Start of Source data
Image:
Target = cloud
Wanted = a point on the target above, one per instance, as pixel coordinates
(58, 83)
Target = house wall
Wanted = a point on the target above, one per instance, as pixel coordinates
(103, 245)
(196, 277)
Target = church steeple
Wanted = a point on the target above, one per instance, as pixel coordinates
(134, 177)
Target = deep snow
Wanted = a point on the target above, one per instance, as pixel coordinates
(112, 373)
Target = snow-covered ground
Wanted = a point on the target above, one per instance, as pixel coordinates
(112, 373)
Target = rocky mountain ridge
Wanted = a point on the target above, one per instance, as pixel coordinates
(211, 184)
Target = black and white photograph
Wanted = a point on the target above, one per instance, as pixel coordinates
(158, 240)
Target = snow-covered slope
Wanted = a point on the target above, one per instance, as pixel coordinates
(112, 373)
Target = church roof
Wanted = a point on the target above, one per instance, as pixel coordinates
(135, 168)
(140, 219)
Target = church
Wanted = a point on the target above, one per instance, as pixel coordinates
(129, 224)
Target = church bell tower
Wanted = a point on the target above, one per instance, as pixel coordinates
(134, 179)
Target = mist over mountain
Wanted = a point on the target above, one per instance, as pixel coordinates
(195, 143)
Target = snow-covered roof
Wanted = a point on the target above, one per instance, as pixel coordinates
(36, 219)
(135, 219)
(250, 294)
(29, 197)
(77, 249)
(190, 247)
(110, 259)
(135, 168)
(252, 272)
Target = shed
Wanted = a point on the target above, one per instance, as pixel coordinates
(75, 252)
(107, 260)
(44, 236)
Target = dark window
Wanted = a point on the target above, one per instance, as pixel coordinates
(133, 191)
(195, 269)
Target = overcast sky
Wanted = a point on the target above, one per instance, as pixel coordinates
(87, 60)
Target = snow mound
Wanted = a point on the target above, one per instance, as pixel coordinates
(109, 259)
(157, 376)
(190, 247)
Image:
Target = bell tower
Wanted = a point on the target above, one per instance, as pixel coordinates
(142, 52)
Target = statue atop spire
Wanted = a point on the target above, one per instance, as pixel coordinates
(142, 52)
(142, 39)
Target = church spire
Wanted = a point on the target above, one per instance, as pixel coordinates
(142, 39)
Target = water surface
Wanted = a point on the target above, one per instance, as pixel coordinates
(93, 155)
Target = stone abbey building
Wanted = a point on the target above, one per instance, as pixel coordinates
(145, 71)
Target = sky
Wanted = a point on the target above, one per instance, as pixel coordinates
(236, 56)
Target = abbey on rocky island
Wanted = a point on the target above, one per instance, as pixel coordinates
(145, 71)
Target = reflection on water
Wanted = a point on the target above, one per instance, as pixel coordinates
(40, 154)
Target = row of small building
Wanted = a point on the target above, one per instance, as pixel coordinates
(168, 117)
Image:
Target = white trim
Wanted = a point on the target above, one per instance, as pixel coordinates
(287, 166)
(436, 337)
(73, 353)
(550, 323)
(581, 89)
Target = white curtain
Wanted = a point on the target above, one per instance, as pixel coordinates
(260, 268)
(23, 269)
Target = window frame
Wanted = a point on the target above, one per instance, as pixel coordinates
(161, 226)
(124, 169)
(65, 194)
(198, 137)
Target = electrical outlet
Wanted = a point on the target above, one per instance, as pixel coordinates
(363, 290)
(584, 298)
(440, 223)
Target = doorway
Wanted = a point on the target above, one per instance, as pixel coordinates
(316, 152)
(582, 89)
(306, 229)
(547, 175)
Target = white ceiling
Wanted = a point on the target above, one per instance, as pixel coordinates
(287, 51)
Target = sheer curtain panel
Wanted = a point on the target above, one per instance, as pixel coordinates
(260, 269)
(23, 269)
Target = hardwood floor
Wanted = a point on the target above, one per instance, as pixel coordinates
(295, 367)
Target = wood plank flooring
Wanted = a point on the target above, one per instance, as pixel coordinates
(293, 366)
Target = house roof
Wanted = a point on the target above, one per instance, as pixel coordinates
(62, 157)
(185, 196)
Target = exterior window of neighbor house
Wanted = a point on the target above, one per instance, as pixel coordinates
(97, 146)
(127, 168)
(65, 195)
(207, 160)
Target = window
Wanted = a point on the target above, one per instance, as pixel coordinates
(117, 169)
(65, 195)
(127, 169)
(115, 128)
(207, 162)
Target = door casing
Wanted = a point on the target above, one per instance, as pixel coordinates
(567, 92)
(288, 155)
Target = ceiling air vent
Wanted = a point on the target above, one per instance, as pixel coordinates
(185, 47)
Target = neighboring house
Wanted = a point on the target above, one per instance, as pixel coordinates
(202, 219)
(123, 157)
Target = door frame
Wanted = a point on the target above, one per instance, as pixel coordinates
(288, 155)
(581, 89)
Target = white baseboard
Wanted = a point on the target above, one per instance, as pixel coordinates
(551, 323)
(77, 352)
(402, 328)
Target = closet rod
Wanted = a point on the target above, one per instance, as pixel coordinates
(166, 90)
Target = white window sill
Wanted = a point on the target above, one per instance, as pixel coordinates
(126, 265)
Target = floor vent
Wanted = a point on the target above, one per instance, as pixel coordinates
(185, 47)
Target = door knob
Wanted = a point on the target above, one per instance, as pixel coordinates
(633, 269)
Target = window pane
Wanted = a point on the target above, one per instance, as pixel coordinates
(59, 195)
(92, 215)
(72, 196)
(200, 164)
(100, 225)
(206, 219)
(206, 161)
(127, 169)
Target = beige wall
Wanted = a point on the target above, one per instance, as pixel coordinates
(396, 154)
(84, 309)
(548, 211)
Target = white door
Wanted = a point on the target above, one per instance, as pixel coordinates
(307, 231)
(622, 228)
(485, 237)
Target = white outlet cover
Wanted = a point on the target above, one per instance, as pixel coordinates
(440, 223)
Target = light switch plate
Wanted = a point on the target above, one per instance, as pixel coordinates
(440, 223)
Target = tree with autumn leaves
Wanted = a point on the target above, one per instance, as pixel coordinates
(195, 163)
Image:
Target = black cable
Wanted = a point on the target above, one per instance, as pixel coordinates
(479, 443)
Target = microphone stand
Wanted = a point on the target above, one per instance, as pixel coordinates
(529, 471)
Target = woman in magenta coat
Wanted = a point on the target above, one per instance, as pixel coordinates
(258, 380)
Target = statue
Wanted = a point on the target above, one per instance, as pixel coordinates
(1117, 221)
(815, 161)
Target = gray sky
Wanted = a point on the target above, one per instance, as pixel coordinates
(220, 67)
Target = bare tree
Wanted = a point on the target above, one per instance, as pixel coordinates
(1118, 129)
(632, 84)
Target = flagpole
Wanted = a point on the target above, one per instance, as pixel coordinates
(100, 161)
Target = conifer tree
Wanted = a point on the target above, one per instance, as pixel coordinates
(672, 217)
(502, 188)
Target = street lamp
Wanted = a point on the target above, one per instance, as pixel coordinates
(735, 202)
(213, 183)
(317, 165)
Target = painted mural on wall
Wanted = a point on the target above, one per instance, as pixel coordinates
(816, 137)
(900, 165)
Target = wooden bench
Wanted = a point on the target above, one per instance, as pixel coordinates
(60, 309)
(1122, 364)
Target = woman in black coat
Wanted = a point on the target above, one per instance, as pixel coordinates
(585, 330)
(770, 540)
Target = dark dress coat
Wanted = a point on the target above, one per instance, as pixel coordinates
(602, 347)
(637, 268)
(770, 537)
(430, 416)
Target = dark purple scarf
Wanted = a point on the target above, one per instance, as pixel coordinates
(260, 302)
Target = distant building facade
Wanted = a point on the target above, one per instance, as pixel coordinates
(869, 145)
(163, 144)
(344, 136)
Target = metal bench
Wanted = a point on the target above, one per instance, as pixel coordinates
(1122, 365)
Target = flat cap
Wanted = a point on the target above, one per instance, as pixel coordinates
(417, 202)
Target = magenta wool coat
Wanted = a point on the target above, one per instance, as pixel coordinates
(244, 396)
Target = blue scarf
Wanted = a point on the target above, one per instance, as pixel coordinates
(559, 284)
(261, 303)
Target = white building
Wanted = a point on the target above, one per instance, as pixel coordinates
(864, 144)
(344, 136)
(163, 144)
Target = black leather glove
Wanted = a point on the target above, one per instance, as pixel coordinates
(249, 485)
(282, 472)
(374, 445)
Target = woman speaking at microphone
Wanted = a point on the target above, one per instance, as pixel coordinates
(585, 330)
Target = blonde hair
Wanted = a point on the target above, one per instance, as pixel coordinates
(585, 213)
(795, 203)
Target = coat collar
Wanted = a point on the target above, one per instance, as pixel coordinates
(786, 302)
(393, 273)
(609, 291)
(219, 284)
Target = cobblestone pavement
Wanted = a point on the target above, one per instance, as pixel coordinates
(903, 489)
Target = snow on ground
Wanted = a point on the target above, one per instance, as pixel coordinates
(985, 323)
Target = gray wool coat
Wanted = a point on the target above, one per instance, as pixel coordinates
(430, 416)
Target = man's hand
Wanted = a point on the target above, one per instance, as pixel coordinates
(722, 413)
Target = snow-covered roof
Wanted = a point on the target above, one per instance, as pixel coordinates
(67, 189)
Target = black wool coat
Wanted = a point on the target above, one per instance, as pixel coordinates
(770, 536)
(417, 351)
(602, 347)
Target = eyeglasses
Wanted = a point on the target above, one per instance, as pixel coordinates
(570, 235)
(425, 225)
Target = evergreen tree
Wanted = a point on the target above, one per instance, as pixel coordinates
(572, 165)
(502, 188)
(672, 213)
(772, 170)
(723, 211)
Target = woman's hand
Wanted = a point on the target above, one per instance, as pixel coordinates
End of Source data
■ **What you have to do**
Recast everything in the records from the line containing "Target = bare tree" down to the line containing "(1122, 365)", both included, as a two-column CSV with the header text,answer. Give one row per record, with its text and its answer each in a single quoted field and line breaks turned into spaces.

■ **Solved problem**
text,answer
"Target = bare tree Wanted = a point on the target above, one per instance, as pixel coordinates","(1118, 129) (632, 84)"
"Target = flagpole Wanted = a point on the target above, one per instance, as pixel coordinates","(100, 161)"
"Target = conifer tree Wanted = a point on the target above, one per instance, as pixel coordinates","(672, 217) (502, 188)"
"Target = street lamp Wanted = a point on the target above, one per instance, as pixel coordinates","(735, 202) (213, 183) (317, 165)"
"Target = painted mural on wall Wanted = a point on the target above, one per instance, as pixel coordinates","(816, 137) (900, 165)"
"Target = wooden bench Wanted = a point on the target above, one per instance, as pixel coordinates","(60, 309) (1122, 364)"
"Target = woman in black coat Wanted = a point on the target above, one per instance, as pixel coordinates","(585, 330) (770, 540)"
"Target = dark dress coat Wanted = a point on the target above, one per instance, as pixel coordinates","(602, 347) (637, 268) (770, 537) (430, 416)"
"Target = dark purple scarf Wanted = a point on the target above, one per instance, as pixel coordinates","(260, 302)"
"Target = distant building facade Wanted = a point on the target above, one per instance, as pixel coordinates","(869, 145) (163, 144) (344, 136)"
"Target = metal bench Wanted = a point on the target above, one per instance, as pixel coordinates","(1122, 365)"